**Required action:**
Copy each line of the listing that includes "below".
START Dataset extract
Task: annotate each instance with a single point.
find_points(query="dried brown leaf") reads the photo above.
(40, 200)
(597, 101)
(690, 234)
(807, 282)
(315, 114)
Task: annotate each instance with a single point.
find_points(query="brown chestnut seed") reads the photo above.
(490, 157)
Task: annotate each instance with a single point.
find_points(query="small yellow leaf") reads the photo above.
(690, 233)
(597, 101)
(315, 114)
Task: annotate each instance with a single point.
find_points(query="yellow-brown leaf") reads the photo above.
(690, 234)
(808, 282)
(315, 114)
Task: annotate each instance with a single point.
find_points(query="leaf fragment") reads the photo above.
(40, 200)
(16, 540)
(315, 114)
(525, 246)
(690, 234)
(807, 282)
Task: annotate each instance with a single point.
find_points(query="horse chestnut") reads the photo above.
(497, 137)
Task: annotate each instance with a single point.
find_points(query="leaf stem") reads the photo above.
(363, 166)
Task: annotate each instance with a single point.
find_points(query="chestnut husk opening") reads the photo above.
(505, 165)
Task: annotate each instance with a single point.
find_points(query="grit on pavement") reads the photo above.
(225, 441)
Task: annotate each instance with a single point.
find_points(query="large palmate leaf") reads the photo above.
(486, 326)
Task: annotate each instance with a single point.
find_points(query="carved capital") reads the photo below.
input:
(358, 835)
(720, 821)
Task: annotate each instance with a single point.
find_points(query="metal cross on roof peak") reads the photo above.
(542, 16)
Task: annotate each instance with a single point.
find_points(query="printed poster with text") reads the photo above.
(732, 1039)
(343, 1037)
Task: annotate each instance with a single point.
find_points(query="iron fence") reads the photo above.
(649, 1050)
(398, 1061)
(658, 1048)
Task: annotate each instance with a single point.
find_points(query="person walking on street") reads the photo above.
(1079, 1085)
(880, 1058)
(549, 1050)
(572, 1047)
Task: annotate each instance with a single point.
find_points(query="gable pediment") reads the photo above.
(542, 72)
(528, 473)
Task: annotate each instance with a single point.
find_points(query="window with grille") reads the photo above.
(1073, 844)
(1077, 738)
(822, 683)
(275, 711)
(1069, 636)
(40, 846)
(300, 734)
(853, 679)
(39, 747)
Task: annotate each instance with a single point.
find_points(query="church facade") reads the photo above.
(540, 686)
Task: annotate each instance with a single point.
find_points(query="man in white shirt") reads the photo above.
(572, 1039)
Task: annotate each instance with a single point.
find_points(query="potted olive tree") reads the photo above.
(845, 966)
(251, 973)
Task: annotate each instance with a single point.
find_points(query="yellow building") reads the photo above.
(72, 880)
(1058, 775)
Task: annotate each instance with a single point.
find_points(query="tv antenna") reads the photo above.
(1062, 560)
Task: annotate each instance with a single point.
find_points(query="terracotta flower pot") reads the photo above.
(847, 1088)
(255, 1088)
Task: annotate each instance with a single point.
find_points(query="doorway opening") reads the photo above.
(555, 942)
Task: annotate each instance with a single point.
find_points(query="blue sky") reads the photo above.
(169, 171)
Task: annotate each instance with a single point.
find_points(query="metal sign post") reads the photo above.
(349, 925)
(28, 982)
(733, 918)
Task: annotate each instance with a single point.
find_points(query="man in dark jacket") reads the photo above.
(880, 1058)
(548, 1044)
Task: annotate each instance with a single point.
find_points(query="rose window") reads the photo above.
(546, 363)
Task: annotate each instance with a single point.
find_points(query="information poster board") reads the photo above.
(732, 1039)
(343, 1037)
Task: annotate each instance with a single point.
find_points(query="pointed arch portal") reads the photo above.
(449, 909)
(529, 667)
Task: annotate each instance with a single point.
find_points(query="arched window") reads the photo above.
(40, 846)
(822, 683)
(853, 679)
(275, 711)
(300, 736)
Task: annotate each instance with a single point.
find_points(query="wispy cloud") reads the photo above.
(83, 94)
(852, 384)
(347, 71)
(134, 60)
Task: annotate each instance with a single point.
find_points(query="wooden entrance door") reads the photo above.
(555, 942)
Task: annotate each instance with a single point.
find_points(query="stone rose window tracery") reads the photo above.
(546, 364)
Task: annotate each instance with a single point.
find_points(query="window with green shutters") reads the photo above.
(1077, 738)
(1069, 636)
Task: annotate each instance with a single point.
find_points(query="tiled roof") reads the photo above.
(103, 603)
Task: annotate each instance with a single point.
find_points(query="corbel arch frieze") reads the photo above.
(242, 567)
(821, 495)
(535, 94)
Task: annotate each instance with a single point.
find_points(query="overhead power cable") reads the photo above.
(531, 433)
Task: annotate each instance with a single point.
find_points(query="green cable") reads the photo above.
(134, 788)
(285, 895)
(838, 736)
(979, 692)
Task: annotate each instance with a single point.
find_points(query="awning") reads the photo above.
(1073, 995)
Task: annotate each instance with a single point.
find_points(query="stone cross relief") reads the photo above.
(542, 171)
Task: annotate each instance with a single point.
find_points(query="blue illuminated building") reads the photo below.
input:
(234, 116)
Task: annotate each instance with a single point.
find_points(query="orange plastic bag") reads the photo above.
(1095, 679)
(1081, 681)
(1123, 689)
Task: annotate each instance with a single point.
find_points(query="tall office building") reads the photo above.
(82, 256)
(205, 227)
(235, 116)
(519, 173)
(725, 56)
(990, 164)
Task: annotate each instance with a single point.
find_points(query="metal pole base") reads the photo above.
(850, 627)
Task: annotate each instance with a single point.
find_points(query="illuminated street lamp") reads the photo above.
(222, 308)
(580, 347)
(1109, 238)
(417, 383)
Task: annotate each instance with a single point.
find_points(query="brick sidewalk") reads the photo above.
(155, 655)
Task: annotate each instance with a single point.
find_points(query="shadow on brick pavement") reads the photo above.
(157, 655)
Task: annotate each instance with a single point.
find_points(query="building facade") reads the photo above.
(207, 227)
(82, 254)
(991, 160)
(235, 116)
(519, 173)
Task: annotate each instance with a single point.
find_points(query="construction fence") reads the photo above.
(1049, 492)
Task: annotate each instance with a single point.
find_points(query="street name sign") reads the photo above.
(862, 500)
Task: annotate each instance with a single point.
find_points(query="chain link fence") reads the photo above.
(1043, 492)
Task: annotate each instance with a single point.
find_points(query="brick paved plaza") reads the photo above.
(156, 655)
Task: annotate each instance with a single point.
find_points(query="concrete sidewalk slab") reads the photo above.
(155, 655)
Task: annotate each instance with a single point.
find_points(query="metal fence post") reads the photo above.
END Dataset extract
**Answer:**
find_points(query="carved capital") reads the photo below.
find_points(query="blue illuminated building") reads the photo below.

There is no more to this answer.